▶ _STATED TASK_
Rewrite the lines below as a numbered list, skipping blank lines and leaving out the pictures.

[START]

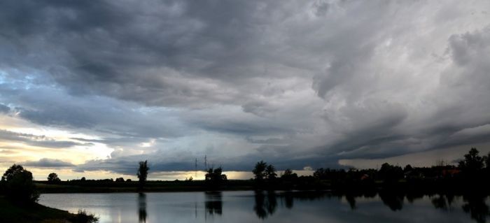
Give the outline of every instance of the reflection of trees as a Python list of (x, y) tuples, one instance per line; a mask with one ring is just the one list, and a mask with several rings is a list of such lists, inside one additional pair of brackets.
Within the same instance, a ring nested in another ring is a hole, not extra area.
[(447, 210), (451, 208), (451, 204), (454, 199), (454, 195), (440, 194), (438, 196), (432, 199), (432, 204), (436, 209)]
[(146, 222), (146, 194), (138, 194), (138, 216), (139, 222)]
[(403, 194), (379, 192), (379, 197), (383, 203), (393, 211), (400, 210), (403, 208)]
[(276, 212), (277, 199), (274, 192), (268, 192), (267, 196), (261, 191), (255, 192), (255, 201), (253, 210), (260, 219), (265, 219)]
[(206, 192), (204, 206), (209, 215), (223, 214), (223, 194), (220, 192)]
[(346, 195), (345, 199), (349, 202), (349, 206), (351, 206), (351, 210), (356, 210), (356, 198), (352, 195)]
[(293, 206), (294, 205), (294, 199), (293, 199), (293, 193), (286, 192), (286, 193), (284, 193), (284, 203), (286, 205), (286, 208), (288, 209), (293, 208)]
[(463, 196), (463, 199), (466, 202), (463, 205), (463, 210), (470, 213), (471, 218), (478, 223), (486, 222), (486, 217), (490, 215), (490, 210), (485, 203), (485, 196), (475, 194)]

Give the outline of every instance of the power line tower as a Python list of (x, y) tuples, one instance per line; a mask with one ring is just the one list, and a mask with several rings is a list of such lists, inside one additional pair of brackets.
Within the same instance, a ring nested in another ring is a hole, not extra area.
[(197, 158), (195, 159), (195, 162), (194, 163), (194, 177), (197, 179)]

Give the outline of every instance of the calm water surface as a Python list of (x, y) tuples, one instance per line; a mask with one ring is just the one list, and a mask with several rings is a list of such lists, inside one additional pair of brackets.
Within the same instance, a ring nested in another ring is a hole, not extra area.
[[(486, 198), (305, 192), (43, 194), (41, 204), (99, 222), (486, 222)], [(489, 220), (490, 221), (490, 220)]]

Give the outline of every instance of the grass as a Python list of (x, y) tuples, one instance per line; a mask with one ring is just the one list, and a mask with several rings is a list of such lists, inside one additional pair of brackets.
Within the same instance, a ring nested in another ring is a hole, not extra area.
[(19, 206), (0, 196), (0, 222), (85, 223), (96, 222), (97, 220), (95, 216), (88, 214), (84, 210), (72, 214), (38, 203), (30, 206)]
[[(137, 192), (137, 182), (100, 182), (87, 181), (85, 182), (62, 182), (56, 185), (48, 184), (45, 181), (36, 181), (36, 186), (41, 194), (46, 193), (121, 193)], [(249, 190), (253, 189), (253, 184), (249, 180), (228, 180), (221, 190)], [(204, 180), (186, 181), (148, 181), (144, 191), (147, 192), (199, 192), (206, 191)]]

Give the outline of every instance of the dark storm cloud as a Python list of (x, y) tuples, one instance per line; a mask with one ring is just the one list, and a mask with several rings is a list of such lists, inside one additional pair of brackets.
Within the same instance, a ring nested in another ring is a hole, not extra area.
[(10, 108), (0, 103), (0, 113), (7, 113), (10, 110)]
[(227, 170), (317, 168), (485, 143), (485, 4), (4, 1), (0, 113), (115, 149), (79, 171), (192, 170), (185, 157), (205, 153)]
[(43, 158), (38, 161), (29, 161), (22, 164), (23, 165), (34, 167), (73, 167), (75, 165), (70, 162), (63, 161), (59, 159)]
[(0, 129), (0, 139), (3, 141), (20, 142), (26, 145), (43, 147), (48, 148), (65, 148), (75, 145), (91, 145), (90, 143), (79, 143), (73, 141), (57, 141), (46, 136), (36, 136), (17, 133), (7, 130)]

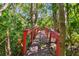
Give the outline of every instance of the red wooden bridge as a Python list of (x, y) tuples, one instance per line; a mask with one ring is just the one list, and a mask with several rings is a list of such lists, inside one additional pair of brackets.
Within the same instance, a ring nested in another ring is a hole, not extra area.
[[(23, 47), (22, 47), (23, 55), (26, 55), (26, 53), (27, 53), (27, 47), (26, 47), (27, 35), (30, 35), (30, 45), (31, 45), (33, 43), (36, 35), (41, 31), (42, 30), (39, 27), (35, 27), (33, 29), (25, 29), (23, 31)], [(46, 37), (49, 40), (50, 48), (51, 48), (51, 44), (53, 43), (53, 41), (55, 41), (55, 44), (56, 44), (55, 55), (59, 56), (60, 55), (59, 33), (54, 30), (50, 30), (48, 28), (45, 28), (43, 31), (45, 32)], [(52, 53), (52, 52), (50, 51), (50, 53)]]

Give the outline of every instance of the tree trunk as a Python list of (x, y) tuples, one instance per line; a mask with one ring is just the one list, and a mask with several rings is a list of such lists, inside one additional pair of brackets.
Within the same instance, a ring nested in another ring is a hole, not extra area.
[(5, 51), (6, 51), (6, 55), (7, 56), (10, 56), (11, 55), (9, 29), (7, 29), (7, 37), (6, 37)]
[(66, 36), (66, 26), (65, 26), (65, 12), (64, 4), (59, 4), (59, 31), (60, 31), (60, 51), (61, 56), (64, 55), (65, 50), (65, 36)]

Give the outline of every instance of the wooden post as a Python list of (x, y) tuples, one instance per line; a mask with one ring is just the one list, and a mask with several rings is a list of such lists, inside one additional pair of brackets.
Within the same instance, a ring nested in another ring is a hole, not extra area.
[(46, 36), (48, 38), (49, 29), (47, 27), (45, 28), (45, 33), (46, 33)]
[(59, 33), (55, 33), (55, 38), (56, 38), (56, 56), (60, 56), (60, 42), (59, 42)]
[(32, 44), (33, 37), (34, 37), (34, 33), (33, 33), (33, 30), (32, 30), (32, 31), (31, 31), (31, 39), (30, 39), (30, 44)]
[(23, 32), (23, 48), (22, 48), (22, 54), (25, 55), (26, 54), (26, 51), (27, 51), (27, 48), (26, 48), (26, 38), (27, 38), (27, 34), (28, 34), (28, 29), (26, 29), (24, 32)]
[(56, 56), (60, 56), (60, 43), (59, 43), (59, 33), (55, 32), (55, 31), (50, 31), (50, 42), (51, 39), (56, 38)]

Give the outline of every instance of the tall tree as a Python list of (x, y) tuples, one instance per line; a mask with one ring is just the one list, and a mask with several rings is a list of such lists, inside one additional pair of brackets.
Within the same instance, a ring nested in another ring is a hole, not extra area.
[(65, 36), (66, 36), (66, 26), (65, 26), (65, 11), (64, 4), (59, 4), (59, 31), (60, 31), (60, 51), (61, 56), (64, 55), (65, 50)]

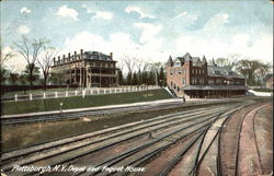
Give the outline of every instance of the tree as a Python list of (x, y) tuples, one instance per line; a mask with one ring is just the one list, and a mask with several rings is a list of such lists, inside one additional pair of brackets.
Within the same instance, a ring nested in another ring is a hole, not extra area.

[END]

▶ _SOLUTION TO THIS EXERCISE_
1. Give the outline of every instance of the reflection of trees as a Python list of (x, y) tuples, one instance per line; a mask with one ring is just the one list, and a mask with several rings is a list of such lists, inside one additional pair of brackets.
2. Within the same instance, a ring nested in another ring is a hole, not extra area.
3. [(447, 210), (451, 208), (451, 204), (454, 199), (454, 195), (440, 194), (438, 196), (432, 199), (432, 204), (436, 209)]
4. [(146, 222), (146, 194), (138, 194), (138, 216), (139, 222)]
5. [(403, 194), (379, 192), (379, 197), (383, 203), (393, 211), (400, 210), (403, 208)]
6. [(276, 212), (277, 199), (274, 192), (268, 192), (267, 196), (261, 191), (255, 192), (255, 201), (253, 210), (260, 219), (265, 219)]
7. [(206, 192), (204, 206), (209, 215), (223, 214), (223, 194), (220, 192)]
8. [(346, 195), (345, 199), (349, 202), (349, 206), (351, 206), (351, 210), (356, 210), (356, 198), (352, 195)]
9. [(293, 206), (294, 205), (294, 199), (293, 199), (293, 193), (286, 192), (286, 193), (284, 193), (284, 203), (286, 205), (286, 208), (288, 209), (293, 208)]
10. [(463, 196), (463, 199), (466, 202), (463, 205), (463, 210), (470, 213), (471, 218), (478, 223), (486, 222), (486, 217), (490, 215), (490, 210), (485, 203), (485, 196), (475, 194)]
11. Give the outline of every instance of the power line tower as a Python list of (x, y) tuples, one instance per line; a mask with one ring is just the one list, and a mask with several rings is a list of such lists, inside one additional pair of brackets.
12. Within the same instance, a ring nested in another ring is a hole, not extra area.
13. [(197, 158), (195, 159), (195, 162), (194, 163), (194, 177), (197, 179)]
14. Give the outline of every instance of the calm water surface as a Python list of (x, y) tuples, one instance per line; a mask with one ring is just the one list, and a mask with several rings is a list of such lists, inside one additional pair of brackets.
15. Within the same instance, a ring nested in another ring is a hole, not extra area.
16. [[(486, 198), (305, 192), (43, 194), (41, 204), (99, 222), (486, 222)], [(489, 220), (490, 221), (490, 220)]]
17. Give the outline of every instance of the grass as a Python list of (x, y) tuples, one instance per line; a mask with one ring is just the one list, and a mask with several rings is a list of such lists, inside one additional pair of brackets.
18. Within the same instance, a ring nested in another ring is a hole, not extra area.
19. [(19, 206), (0, 196), (0, 222), (85, 223), (96, 222), (97, 220), (95, 216), (88, 214), (84, 210), (72, 214), (38, 203), (30, 206)]
20. [[(137, 192), (137, 182), (100, 182), (87, 181), (85, 182), (62, 182), (56, 185), (48, 184), (45, 181), (36, 181), (36, 186), (41, 194), (46, 193), (121, 193)], [(249, 190), (253, 189), (253, 184), (249, 180), (228, 180), (221, 190)], [(204, 180), (186, 181), (148, 181), (144, 191), (147, 192), (199, 192), (206, 191)]]
21. Give the outline of every instance of the dark storm cloud as a Python list of (x, y) tuples, one instance per line; a mask with one ring is just the one list, and a mask with several rings is a list of such lists, inside one additional pair of brackets.
22. Within the same instance, a ring nested in another ring is a hole, not extra area.
23. [(10, 108), (0, 103), (0, 113), (7, 113), (10, 110)]
24. [(227, 170), (317, 168), (485, 143), (485, 4), (4, 1), (0, 113), (115, 149), (79, 171), (192, 170), (185, 157), (205, 153)]
25. [(43, 158), (38, 161), (29, 161), (22, 164), (23, 165), (34, 167), (73, 167), (75, 165), (70, 162), (63, 161), (59, 159)]
26. [(0, 129), (0, 139), (3, 141), (20, 142), (26, 145), (43, 147), (48, 148), (65, 148), (75, 145), (91, 145), (90, 143), (79, 143), (73, 141), (57, 141), (46, 136), (36, 136), (17, 133), (7, 130)]
27. Give the outline of every instance of the red wooden bridge as a Python list of (x, y) tuples, one instance per line; a mask with one ring is just the one list, and a mask with several rings is a list of such lists, inside one additional pair of brackets.
28. Within the same instance, a ring nested in another ring is a hole, not extra area.
29. [[(23, 47), (22, 47), (23, 55), (26, 55), (26, 53), (27, 53), (27, 47), (26, 47), (27, 35), (30, 35), (30, 45), (31, 45), (33, 43), (36, 35), (41, 31), (42, 30), (39, 27), (35, 27), (33, 29), (25, 29), (23, 31)], [(46, 37), (49, 40), (50, 48), (51, 48), (51, 44), (53, 43), (53, 41), (55, 41), (55, 44), (56, 44), (55, 55), (59, 56), (60, 55), (59, 33), (54, 30), (50, 30), (48, 28), (45, 28), (43, 31), (45, 32)], [(52, 53), (52, 52), (50, 51), (50, 53)]]
30. Give the outline of every instance of the tree trunk as a Python list of (x, y) tuples, one instance per line; a mask with one ring is just the one list, and a mask with several rings is a list of such lists, inside one additional pair of brackets.
31. Within the same instance, a ring nested in another ring is a hole, not extra area.
32. [(5, 51), (6, 51), (6, 55), (7, 56), (10, 56), (11, 55), (9, 29), (7, 29), (7, 37), (6, 37)]
33. [(66, 36), (66, 26), (65, 26), (65, 12), (64, 4), (59, 4), (59, 31), (60, 31), (60, 51), (61, 56), (64, 55), (65, 50), (65, 36)]
34. Give the outline of every instance of the wooden post as a Python list of (x, y) tuples, one instance per line; a mask with one ring is just the one list, and a mask with several rings is a list of such lists, inside one additional pair of brackets.
35. Within the same instance, a ring nested in another ring is a hole, not extra area.
36. [(46, 36), (48, 38), (49, 29), (47, 27), (45, 28), (45, 33), (46, 33)]
37. [(59, 33), (55, 33), (55, 38), (56, 38), (56, 56), (60, 56), (60, 42), (59, 42)]
38. [(32, 44), (33, 37), (34, 37), (34, 33), (33, 33), (33, 30), (32, 30), (32, 31), (31, 31), (31, 39), (30, 39), (30, 44)]
39. [(23, 32), (23, 48), (22, 48), (22, 54), (25, 55), (26, 54), (26, 51), (27, 51), (27, 48), (26, 48), (26, 38), (27, 38), (27, 34), (28, 34), (28, 29), (26, 29), (24, 32)]
40. [(56, 56), (60, 56), (60, 43), (59, 43), (59, 33), (55, 32), (55, 31), (50, 31), (50, 42), (51, 39), (56, 38)]
41. Give the outline of every instance of the tall tree as a Python list of (x, y) tuples, one instance per line; a mask with one ring is just the one list, and a mask with several rings is a list of such lists, inside one additional pair of brackets.
42. Within the same instance, a ring nested in another ring is a hole, not extra area.
43. [(65, 36), (66, 36), (66, 26), (65, 26), (65, 11), (64, 4), (59, 4), (59, 31), (60, 31), (60, 51), (61, 56), (64, 55), (65, 50)]
44. Give the outline of every instance of the tree as a Python list of (x, y) tuples, one instance per line; a mask with one ring is just the one list, and a mask with several rings is a list of such lists, inside one additional pair of brackets.
45. Within the same instance, a ring nested in another ring is a hole, not extra area.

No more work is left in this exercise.